Exercise: Look in the material below for the line holding "Target: distant lamp post". Set it down exactly, with each later line up to and including the line holding "[184, 1144]".

Recorded data:
========================
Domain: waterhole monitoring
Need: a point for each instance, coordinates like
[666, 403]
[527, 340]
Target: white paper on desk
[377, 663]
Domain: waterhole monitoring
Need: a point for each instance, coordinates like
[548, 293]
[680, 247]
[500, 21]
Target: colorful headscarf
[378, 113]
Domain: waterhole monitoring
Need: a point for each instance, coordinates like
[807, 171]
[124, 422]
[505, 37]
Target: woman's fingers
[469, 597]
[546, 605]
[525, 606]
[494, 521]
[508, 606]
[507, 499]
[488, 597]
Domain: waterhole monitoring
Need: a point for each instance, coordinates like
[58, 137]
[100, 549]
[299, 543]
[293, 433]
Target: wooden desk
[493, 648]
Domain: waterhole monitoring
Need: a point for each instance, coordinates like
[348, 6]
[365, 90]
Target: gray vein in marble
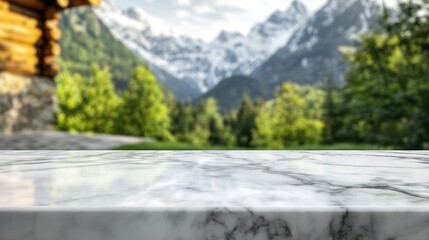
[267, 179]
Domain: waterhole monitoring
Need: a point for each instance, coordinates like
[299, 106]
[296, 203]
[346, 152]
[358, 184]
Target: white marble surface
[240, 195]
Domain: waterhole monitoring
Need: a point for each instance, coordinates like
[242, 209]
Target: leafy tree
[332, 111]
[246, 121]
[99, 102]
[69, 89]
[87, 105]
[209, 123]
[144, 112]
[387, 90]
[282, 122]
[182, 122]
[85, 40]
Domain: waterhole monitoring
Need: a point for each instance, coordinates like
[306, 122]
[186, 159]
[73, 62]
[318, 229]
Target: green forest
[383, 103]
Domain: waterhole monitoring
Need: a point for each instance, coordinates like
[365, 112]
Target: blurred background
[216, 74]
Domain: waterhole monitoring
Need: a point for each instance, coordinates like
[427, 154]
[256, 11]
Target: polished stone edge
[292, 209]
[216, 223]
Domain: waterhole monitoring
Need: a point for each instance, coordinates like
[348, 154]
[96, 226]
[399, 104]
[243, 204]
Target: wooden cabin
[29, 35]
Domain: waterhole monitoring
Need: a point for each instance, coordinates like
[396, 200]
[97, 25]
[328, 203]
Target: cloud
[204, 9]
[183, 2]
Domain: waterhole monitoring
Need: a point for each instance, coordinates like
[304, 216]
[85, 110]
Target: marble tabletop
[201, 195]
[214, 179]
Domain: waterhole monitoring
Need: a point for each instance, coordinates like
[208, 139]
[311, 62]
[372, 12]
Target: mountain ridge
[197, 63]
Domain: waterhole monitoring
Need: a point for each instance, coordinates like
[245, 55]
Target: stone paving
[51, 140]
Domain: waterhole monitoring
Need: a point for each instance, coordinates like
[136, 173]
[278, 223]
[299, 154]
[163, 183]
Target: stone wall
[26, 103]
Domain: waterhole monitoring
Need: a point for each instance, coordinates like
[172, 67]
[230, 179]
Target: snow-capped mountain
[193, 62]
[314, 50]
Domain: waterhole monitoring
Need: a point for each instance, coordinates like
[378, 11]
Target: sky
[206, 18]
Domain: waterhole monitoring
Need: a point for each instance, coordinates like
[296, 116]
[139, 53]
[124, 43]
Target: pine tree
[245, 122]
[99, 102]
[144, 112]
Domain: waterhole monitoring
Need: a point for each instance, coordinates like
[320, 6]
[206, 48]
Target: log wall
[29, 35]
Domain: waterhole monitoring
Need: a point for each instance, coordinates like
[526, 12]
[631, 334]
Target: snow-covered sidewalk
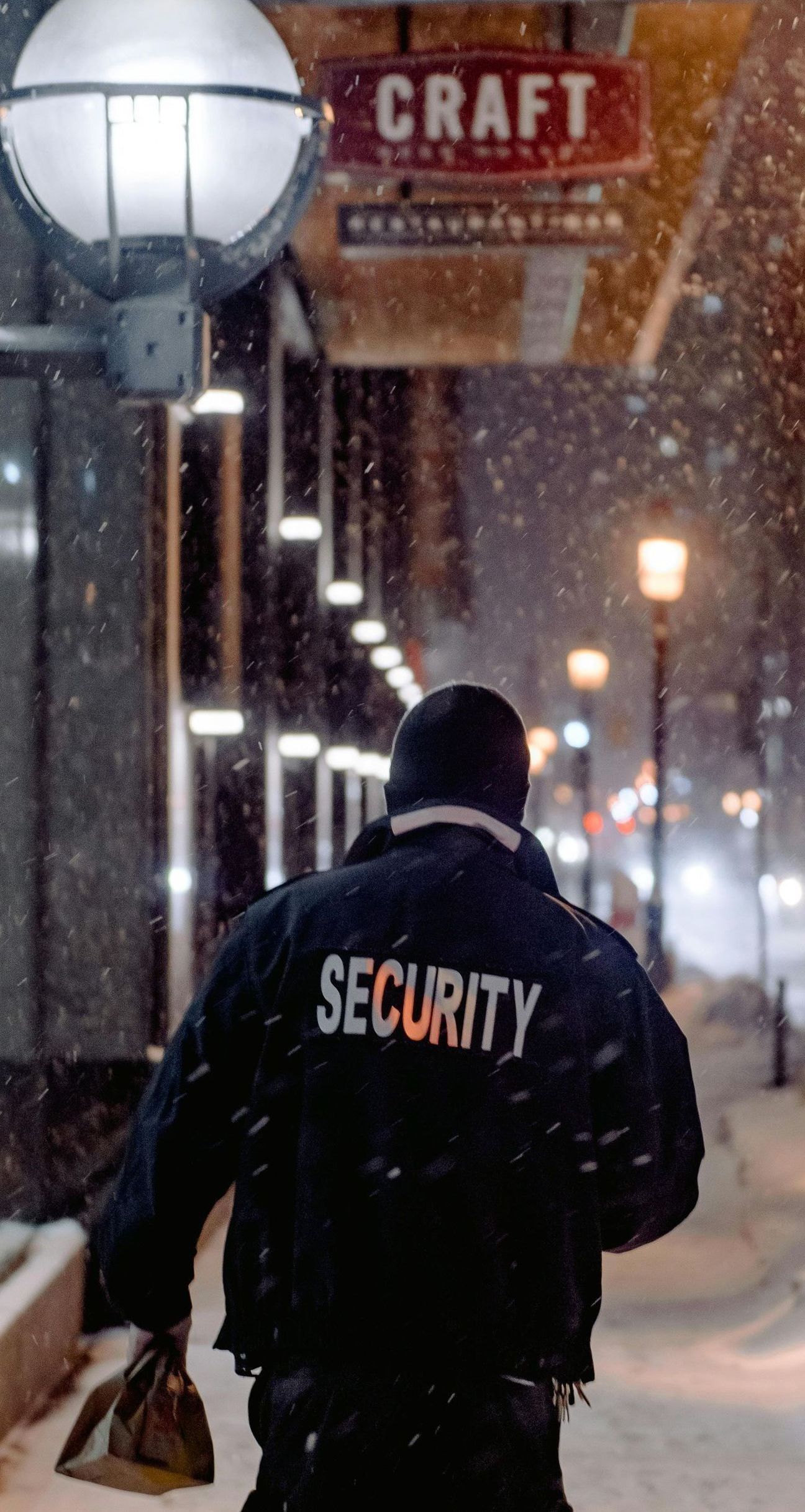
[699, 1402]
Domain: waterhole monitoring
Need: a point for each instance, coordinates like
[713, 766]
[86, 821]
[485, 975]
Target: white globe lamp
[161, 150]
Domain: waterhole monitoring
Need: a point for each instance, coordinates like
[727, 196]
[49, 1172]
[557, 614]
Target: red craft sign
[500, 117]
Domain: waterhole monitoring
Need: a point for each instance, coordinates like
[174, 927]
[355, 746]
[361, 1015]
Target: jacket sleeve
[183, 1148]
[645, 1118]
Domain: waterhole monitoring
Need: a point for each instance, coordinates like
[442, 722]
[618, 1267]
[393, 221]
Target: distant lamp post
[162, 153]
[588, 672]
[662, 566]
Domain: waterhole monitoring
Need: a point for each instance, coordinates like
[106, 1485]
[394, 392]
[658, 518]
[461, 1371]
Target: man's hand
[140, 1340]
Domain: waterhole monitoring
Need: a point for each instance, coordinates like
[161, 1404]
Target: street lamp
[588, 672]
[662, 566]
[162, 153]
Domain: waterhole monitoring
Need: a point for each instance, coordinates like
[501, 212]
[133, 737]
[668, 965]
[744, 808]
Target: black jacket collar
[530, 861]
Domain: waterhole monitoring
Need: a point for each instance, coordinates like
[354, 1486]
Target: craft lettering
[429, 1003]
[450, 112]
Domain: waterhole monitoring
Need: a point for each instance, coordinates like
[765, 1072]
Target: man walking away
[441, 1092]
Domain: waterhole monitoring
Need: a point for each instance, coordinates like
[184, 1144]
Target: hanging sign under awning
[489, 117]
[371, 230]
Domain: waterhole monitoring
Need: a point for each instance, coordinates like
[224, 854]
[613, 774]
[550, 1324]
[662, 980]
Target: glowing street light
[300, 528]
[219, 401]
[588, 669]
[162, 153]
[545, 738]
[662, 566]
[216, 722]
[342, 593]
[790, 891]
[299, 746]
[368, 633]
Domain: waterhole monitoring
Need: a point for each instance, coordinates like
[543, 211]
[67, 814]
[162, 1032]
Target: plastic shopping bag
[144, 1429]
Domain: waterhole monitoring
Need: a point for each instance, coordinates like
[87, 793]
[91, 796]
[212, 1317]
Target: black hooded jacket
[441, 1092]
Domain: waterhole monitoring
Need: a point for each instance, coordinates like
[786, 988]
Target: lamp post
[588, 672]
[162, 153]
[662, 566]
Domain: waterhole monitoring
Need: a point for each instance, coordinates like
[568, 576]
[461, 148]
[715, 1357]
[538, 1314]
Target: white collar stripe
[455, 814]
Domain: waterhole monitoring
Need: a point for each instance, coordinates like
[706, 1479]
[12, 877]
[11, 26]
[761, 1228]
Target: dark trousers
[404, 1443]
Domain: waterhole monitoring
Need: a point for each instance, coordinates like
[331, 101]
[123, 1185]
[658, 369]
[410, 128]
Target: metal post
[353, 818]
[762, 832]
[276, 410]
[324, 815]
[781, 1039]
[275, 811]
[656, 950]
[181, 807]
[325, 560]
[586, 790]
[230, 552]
========================
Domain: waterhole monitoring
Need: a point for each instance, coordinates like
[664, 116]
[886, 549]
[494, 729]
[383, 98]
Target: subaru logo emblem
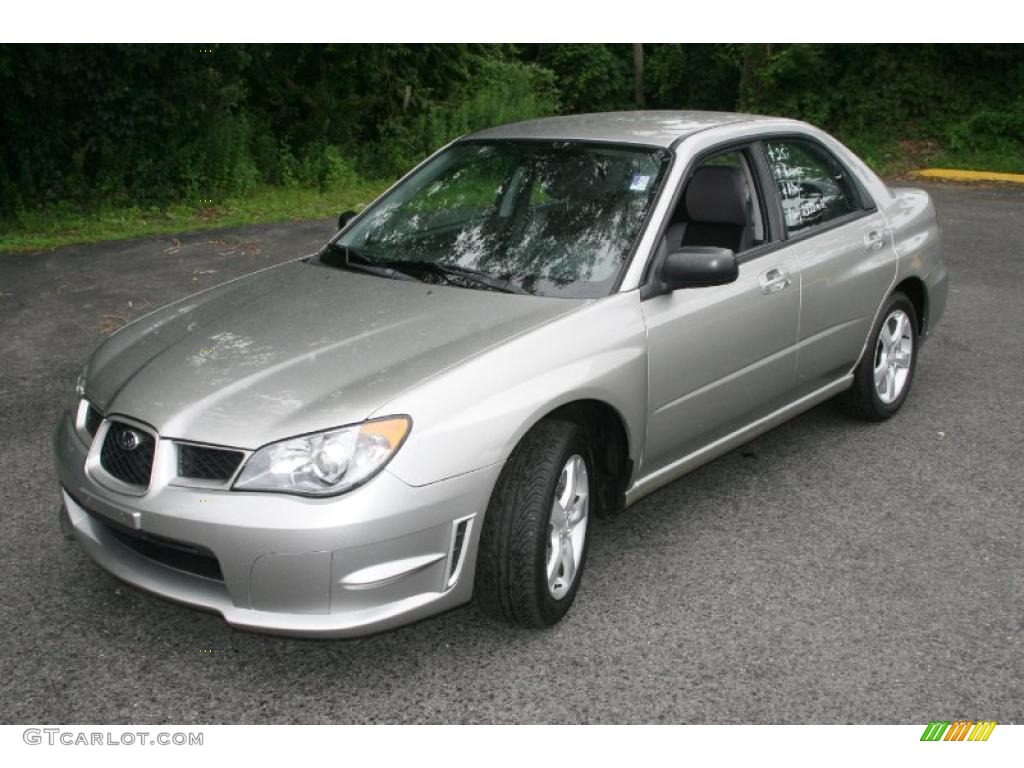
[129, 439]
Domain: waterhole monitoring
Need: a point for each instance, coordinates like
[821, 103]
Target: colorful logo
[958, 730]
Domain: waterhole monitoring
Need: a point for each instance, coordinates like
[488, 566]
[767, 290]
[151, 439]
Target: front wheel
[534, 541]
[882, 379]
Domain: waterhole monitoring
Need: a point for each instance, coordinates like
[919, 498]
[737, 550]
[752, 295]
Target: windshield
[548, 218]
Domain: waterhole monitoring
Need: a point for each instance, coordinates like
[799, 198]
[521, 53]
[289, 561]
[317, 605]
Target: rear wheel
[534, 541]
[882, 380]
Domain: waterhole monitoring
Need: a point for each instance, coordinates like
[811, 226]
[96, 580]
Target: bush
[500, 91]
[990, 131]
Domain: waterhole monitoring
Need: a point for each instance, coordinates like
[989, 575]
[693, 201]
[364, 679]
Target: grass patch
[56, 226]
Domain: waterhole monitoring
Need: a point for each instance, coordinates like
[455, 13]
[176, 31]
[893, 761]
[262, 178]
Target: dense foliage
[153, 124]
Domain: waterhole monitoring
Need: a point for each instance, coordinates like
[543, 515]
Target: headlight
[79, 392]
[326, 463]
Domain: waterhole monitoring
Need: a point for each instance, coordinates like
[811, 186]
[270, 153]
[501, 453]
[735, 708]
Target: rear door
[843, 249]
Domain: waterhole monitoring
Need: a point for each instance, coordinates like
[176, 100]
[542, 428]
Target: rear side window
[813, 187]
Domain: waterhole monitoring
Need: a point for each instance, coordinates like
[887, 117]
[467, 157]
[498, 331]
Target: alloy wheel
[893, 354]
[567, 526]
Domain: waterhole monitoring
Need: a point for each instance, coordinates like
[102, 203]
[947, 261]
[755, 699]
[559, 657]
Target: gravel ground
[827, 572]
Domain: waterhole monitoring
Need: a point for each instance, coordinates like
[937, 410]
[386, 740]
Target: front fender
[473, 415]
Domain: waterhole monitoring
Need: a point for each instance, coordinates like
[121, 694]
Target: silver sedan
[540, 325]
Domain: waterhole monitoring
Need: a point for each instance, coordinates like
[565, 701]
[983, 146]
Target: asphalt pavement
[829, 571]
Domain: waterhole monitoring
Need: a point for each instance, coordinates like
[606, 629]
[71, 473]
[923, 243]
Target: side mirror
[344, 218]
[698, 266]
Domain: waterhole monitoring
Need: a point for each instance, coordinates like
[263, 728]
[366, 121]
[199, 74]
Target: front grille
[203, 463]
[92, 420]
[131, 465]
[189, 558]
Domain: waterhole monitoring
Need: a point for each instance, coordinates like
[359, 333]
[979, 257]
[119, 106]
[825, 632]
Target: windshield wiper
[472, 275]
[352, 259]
========================
Your solution:
Target: distant lamp post
[162, 153]
[588, 672]
[662, 566]
Domain: waterhole monitoring
Need: a point for each instance, coordinates like
[106, 1485]
[394, 392]
[658, 518]
[461, 1371]
Target: man's hand
[140, 1340]
Domain: waterhole monitoring
Need: a point for each instance, coordinates like
[161, 1404]
Target: street lamp
[588, 672]
[662, 566]
[162, 153]
Domain: waterhole monitoring
Need: a point for each instance, coordinates like
[501, 212]
[133, 737]
[668, 965]
[744, 808]
Target: black jacket collar
[530, 861]
Domain: waterhole monitoring
Need: a point for each instance, coordinates like
[354, 1486]
Target: craft lettering
[429, 1003]
[450, 112]
Domain: waterhole monitoring
Need: a point for each instance, coordinates like
[765, 1072]
Target: man walking away
[441, 1092]
Domain: waterhole monitoring
Need: a point for each instance, coordinates like
[184, 1144]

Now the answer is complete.